[begin Dataset]
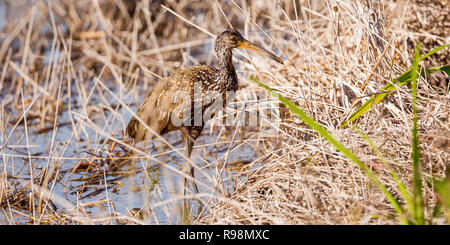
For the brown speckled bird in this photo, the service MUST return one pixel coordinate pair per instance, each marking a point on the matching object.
(158, 106)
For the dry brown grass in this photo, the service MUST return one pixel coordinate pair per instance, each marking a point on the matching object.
(72, 72)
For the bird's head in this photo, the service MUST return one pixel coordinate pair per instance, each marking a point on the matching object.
(230, 39)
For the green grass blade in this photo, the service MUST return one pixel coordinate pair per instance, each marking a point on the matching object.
(418, 212)
(324, 133)
(397, 180)
(400, 81)
(434, 51)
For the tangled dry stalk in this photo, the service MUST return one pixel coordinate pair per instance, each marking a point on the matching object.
(72, 73)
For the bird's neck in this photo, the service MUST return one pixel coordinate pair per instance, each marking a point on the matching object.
(227, 73)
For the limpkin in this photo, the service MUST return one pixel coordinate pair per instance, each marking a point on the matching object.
(159, 104)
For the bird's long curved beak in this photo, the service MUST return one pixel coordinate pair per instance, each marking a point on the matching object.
(253, 47)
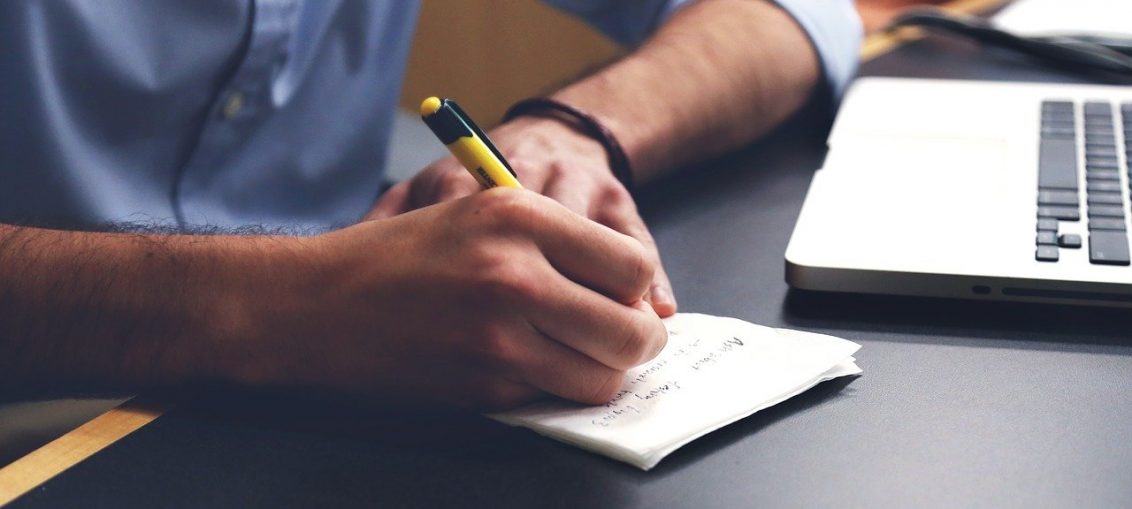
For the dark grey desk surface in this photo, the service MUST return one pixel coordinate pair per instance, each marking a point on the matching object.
(961, 404)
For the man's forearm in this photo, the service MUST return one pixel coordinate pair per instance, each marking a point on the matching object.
(718, 75)
(103, 310)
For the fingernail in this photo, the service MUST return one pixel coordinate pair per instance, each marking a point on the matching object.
(661, 295)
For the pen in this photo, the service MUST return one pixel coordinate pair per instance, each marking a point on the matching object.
(468, 143)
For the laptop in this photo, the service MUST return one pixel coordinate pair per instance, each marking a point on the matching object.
(975, 190)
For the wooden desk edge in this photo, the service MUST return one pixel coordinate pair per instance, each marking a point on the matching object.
(883, 42)
(43, 464)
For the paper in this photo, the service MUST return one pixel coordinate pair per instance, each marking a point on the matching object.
(712, 372)
(1064, 17)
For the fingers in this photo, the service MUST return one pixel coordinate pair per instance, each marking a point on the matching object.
(574, 193)
(616, 335)
(554, 368)
(444, 180)
(620, 214)
(392, 203)
(585, 251)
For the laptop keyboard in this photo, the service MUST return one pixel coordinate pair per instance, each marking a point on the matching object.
(1066, 141)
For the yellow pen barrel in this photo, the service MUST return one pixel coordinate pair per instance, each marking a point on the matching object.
(485, 166)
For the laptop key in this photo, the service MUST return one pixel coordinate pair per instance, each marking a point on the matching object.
(1108, 248)
(1106, 210)
(1106, 223)
(1057, 197)
(1108, 174)
(1060, 213)
(1070, 240)
(1057, 164)
(1102, 163)
(1104, 186)
(1105, 198)
(1046, 253)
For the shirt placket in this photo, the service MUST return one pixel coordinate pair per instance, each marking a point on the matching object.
(242, 103)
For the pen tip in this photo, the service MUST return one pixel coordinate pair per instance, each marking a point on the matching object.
(430, 105)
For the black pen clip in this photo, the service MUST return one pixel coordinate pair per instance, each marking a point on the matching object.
(476, 129)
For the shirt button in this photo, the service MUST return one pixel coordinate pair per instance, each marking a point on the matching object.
(232, 105)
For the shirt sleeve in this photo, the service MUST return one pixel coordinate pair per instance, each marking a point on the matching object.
(832, 25)
(834, 28)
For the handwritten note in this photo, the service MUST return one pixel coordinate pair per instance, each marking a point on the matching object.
(713, 372)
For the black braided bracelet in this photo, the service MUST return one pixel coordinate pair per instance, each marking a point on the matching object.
(585, 123)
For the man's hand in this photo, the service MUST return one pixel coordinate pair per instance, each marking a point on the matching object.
(556, 161)
(487, 301)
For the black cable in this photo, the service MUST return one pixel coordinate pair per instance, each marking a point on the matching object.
(1083, 52)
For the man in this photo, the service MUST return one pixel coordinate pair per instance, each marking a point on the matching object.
(217, 115)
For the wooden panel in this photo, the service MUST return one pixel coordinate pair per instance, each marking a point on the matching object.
(490, 53)
(66, 451)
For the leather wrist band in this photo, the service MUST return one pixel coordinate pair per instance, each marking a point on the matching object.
(584, 122)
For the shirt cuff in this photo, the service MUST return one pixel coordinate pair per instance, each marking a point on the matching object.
(834, 28)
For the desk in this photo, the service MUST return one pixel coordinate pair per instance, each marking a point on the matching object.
(961, 404)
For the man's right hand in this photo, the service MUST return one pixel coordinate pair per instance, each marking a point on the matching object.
(488, 301)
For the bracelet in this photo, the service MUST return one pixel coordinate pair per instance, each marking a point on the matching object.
(586, 123)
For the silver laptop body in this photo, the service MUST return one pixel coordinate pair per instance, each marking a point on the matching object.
(971, 189)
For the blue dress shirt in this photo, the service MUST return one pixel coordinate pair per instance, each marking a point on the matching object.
(237, 112)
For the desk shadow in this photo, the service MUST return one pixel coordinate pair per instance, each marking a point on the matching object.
(1037, 325)
(303, 446)
(434, 458)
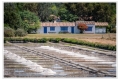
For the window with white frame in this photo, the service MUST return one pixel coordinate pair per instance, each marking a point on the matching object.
(52, 28)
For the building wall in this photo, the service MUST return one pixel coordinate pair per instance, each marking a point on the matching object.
(57, 30)
(93, 29)
(100, 30)
(76, 30)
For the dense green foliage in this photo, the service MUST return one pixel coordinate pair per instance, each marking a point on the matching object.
(8, 32)
(56, 40)
(20, 32)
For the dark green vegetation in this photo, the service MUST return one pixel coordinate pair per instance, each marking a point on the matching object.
(28, 16)
(56, 40)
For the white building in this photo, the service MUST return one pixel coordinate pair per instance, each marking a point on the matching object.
(71, 27)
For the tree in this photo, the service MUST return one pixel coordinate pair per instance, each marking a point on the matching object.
(11, 15)
(82, 27)
(44, 11)
(30, 22)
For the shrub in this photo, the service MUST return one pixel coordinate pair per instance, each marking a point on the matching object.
(20, 32)
(8, 32)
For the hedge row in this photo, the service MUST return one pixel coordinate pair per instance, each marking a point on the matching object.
(56, 40)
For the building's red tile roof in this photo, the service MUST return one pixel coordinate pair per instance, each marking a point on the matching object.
(58, 24)
(85, 22)
(101, 23)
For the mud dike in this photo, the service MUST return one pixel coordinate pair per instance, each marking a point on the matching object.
(51, 60)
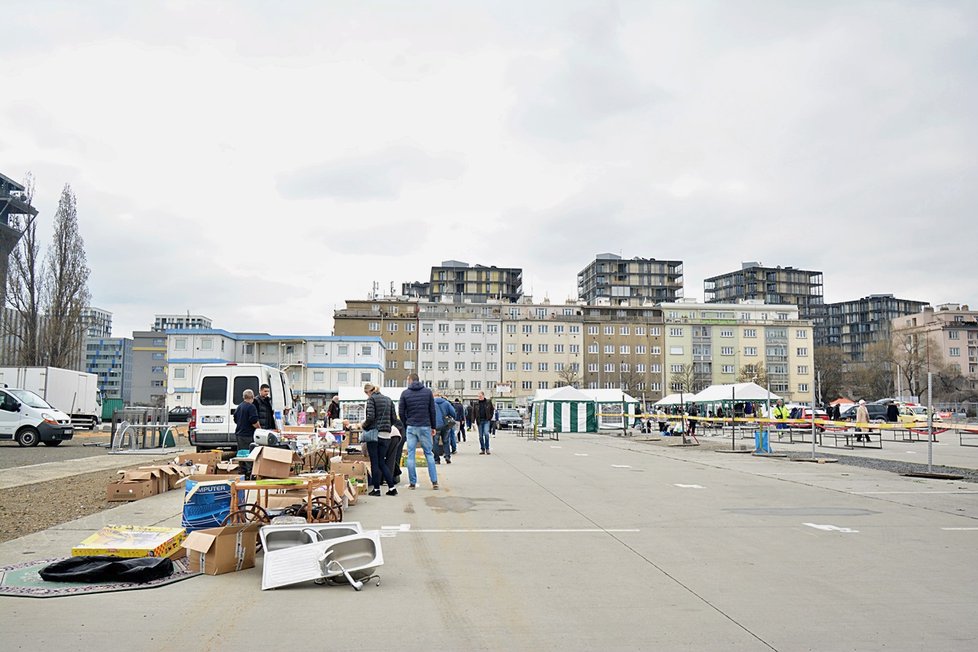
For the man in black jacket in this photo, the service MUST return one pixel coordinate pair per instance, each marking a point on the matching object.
(266, 413)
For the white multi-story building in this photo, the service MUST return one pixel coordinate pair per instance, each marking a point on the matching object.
(316, 365)
(459, 353)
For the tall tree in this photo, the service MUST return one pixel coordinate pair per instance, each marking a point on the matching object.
(66, 285)
(25, 291)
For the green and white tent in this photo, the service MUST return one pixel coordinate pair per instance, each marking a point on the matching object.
(565, 410)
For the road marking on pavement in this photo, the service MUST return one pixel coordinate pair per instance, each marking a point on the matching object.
(594, 530)
(831, 528)
(875, 493)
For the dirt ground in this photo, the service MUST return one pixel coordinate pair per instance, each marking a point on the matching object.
(35, 507)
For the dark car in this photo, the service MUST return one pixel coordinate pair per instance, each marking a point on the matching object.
(877, 413)
(179, 415)
(509, 418)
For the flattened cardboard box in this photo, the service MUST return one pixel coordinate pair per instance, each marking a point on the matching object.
(131, 541)
(222, 549)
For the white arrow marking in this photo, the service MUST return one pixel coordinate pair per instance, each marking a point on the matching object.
(831, 528)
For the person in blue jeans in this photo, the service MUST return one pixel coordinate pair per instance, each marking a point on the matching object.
(482, 413)
(417, 411)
[end Dataset]
Write every record out again exactly; no pictures belong in the copy.

__The response__:
For the brown speckled bird in this photo, the service MUST return one pixel coordinate pair per instance, each marking a point on the matching object.
(158, 106)
For the dry brown grass in this photo, the service MUST return one pixel coordinate pair per instance, each marking a point on the matching object.
(72, 72)
For the bird's head in this photo, the service MUST return one pixel coordinate pair per instance, each marking a point on the matching object.
(230, 39)
For the green grass blade in this photo, the service MUST return one pixel coordinate pair per instance, each marking a point on the matching object.
(418, 212)
(324, 133)
(397, 180)
(400, 81)
(434, 51)
For the tangled dry stalk in this photo, the service MUST return one pixel coordinate pair per instance, each marking a point on the matching object.
(72, 73)
For the bird's neck in this photo, the service MUST return one pixel coordinate pair per instance, each marking a point on the matching object.
(227, 73)
For the limpkin in this photo, the service MUST return one pixel coordinate pair per instance, each marking a point on the matching object.
(159, 104)
For the bird's long curved beak in this photo, the service MUST return one pixel coordinate pair per instance, each marking a point on the matching object.
(253, 47)
For the dark grey desk surface in this photo, the service MUST return one pixel coordinate pair per instance, each marking a point on the matching object.
(961, 404)
For the man's forearm in this photo, the service MUST return one pixel coordinate pair per instance, each marking a point on the matching object.
(718, 75)
(103, 310)
For the fingernail in this photo, the service MUST return one pixel coordinate pair per instance, each marking a point on the matching object.
(661, 295)
For the pen in this photo, the service MUST return one pixel coordinate pair per instance, each marking a point on the matching object.
(468, 143)
For the laptop in this photo, the service MUST return one pixel coordinate pair per instance, each marking a point on the matching object.
(975, 190)
For the wooden desk edge in this photo, the service MUST return one pixel coordinate pair per instance, each marking a point on the matching object.
(883, 42)
(43, 464)
For the paper in this photo, the service MUST return one pixel coordinate pair per instance, each marking a point on the matching object.
(712, 372)
(1064, 17)
For the fingers in this photo, the service MUST return one pixel coordinate pair per instance, each marking a point on the matching object.
(574, 193)
(616, 335)
(554, 368)
(444, 180)
(620, 214)
(392, 203)
(585, 251)
For the laptop keyboard in this photo, the service MUST return one pixel coordinate pair per instance, each marking a point on the matching object.
(1066, 141)
For the yellow pen barrel in this photo, the service MUST return one pixel coordinate pair per instance, each marking a point on the matching object.
(485, 166)
For the laptop key in this photo, the service MUST return one pixel coordinate pair per instance, each marking a point on the matching object.
(1108, 248)
(1106, 210)
(1106, 223)
(1057, 197)
(1108, 174)
(1060, 213)
(1070, 240)
(1057, 164)
(1102, 163)
(1104, 186)
(1105, 198)
(1046, 253)
For the shirt placket in this photo, the service MUST return one pixel coordinate pair per instance, each marking a point on the matching object.
(242, 103)
For the pen tip in this photo, the service MUST return one pixel coordinate pair per instance, each marking a point on the matching object.
(430, 105)
For the black pen clip in this photo, the service MUST return one pixel coordinate pair per instance, each marking a point on the matching object.
(476, 129)
For the shirt button in this photo, the service MUST return one pixel coordinate pair per instance, each marking a point on the matching object.
(232, 105)
For the shirt sleeve in this photo, the service MUST return one pixel coordinate pair per instance, each marking a point on the matching object.
(832, 25)
(834, 28)
For the handwritten note in this photo, the service MUST return one pixel coordinate pair per instance, each marking a point on the matching object.
(713, 372)
For the black braided bracelet in this photo, the service MUST return one pixel coordinate pair per instance, each marking a point on the matching object.
(585, 123)
For the man's hand in this photo, the service MUST return one pixel coordinate pair per instance, each marking a point on the matching object.
(556, 161)
(487, 301)
For the black cable in this photo, the service MUST return one pixel coordinate pair per instance, each marking a point on the matching object.
(1083, 52)
For the man in this photo, the service MUST return one pixel coordinate pair per instance, each marking a point on the matching object.
(217, 115)
For the wooden panel in this photo, the service MUST return one pixel coordinate pair per instance, each marking a point on the matching object.
(490, 53)
(66, 451)
For the leather wrist band in this photo, the service MUST return one pixel coordinate pair per instance, each marking a point on the matching object.
(584, 122)
For the shirt cuff in this photo, the service MUST return one pixel coordinate pair per instance, each marking a point on the matching object.
(834, 28)
For the desk in this photo, the service MUST return one pixel coordinate pair per instance, each marking a point on the matching object.
(961, 404)
For the man's right hand in this photo, the service MUST return one pixel coordinate pair per instance, each marking a point on the matching object.
(488, 301)
For the bracelet in this photo, the service MUST return one pixel coordinate pair per instance, each marking a point on the matching object.
(586, 123)
For the silver laptop body in this photo, the service MUST return one pixel coordinate pair per instance, each marking a point on the matching object.
(971, 189)
For the blue dress shirt in this photo, the service MUST return one pixel coordinate pair per instance, each marking a point on the matching object.
(237, 112)
For the desk shadow in this photo, the service MUST return one pixel coordinate pair per instance, each marking a point on the matching object.
(1037, 325)
(303, 446)
(434, 458)
For the window with white frame in this photo, the service MUST return one pixel coordinate pair per instance, each marking a point on the matching object.
(52, 28)
For the building wall in this photo, the service MUST return one pixel coordinate pair per instance, each marking a point on the matching object.
(57, 30)
(93, 29)
(100, 30)
(76, 30)
For the dense green foliage in this photo, the service MUST return one pixel coordinate pair per instance, each marking a point on the matching object.
(8, 32)
(56, 40)
(20, 32)
For the dark green vegetation in this photo, the service MUST return one pixel coordinate pair per instance, each marking a point on the matching object.
(28, 16)
(56, 40)
For the white building in this photo, the service MUST return one pixel coordinate pair per instance, each marking a point on the matching object.
(71, 27)
For the tree in this photo, the service MUST return one pixel coordinate pair per instance, each marking a point on the matching object.
(11, 15)
(82, 27)
(44, 11)
(30, 22)
For the shrub in this photo, the service MUST return one pixel coordinate pair per instance, each marking a point on the matching object.
(20, 32)
(8, 32)
For the hedge row in this photo, the service MUST return one pixel coordinate pair per instance, each marking a point on the matching object.
(56, 40)
For the building's red tile roof in this photo, the service MUST return one pixel coordinate pair per instance, each marking a point on the matching object.
(58, 24)
(85, 22)
(101, 23)
For the mud dike in this photo, the service MUST return one pixel coordinate pair per instance, each marking a point on the matching object.
(51, 60)
For the man in black jacket in this photo, the service MUST return one pixel coordinate pair per instance, each marking a point on the matching object.
(266, 413)
For the white multi-story building in this photo, the service MUST return one pixel coordinate pair per instance, each marking a point on the matching object.
(316, 365)
(459, 353)
For the tall tree in this photo, the service MUST return one pixel coordinate pair per instance, each marking a point on the matching object.
(66, 285)
(25, 291)
For the green and white tent in this photo, the service MUST return one pixel coordinate pair per instance, each marking a point on the matching object.
(565, 410)
For the road marking on pavement in this photo, the service MUST return one pixel coordinate pair per instance, each marking a point on the matching object.
(594, 530)
(831, 528)
(875, 493)
For the dirt ground in this photo, the service MUST return one pixel coordinate pair per instance, each marking a point on the matching object.
(35, 507)
For the dark car in this photo, the service MUST return one pixel coordinate pair per instance, each marking a point on the matching object.
(877, 413)
(179, 415)
(509, 418)
For the flattened cardboard box in this photo, the service MUST return one pixel coordinate pair per instance, each marking a point on the matching object.
(131, 541)
(222, 549)
For the white arrow marking in this photo, the service MUST return one pixel coordinate pair per instance, each marking a point on the matching object.
(831, 528)
For the person in blue jeans in this photo, the service MUST return one pixel coordinate pair per instance, each marking a point on the matching object.
(482, 413)
(417, 411)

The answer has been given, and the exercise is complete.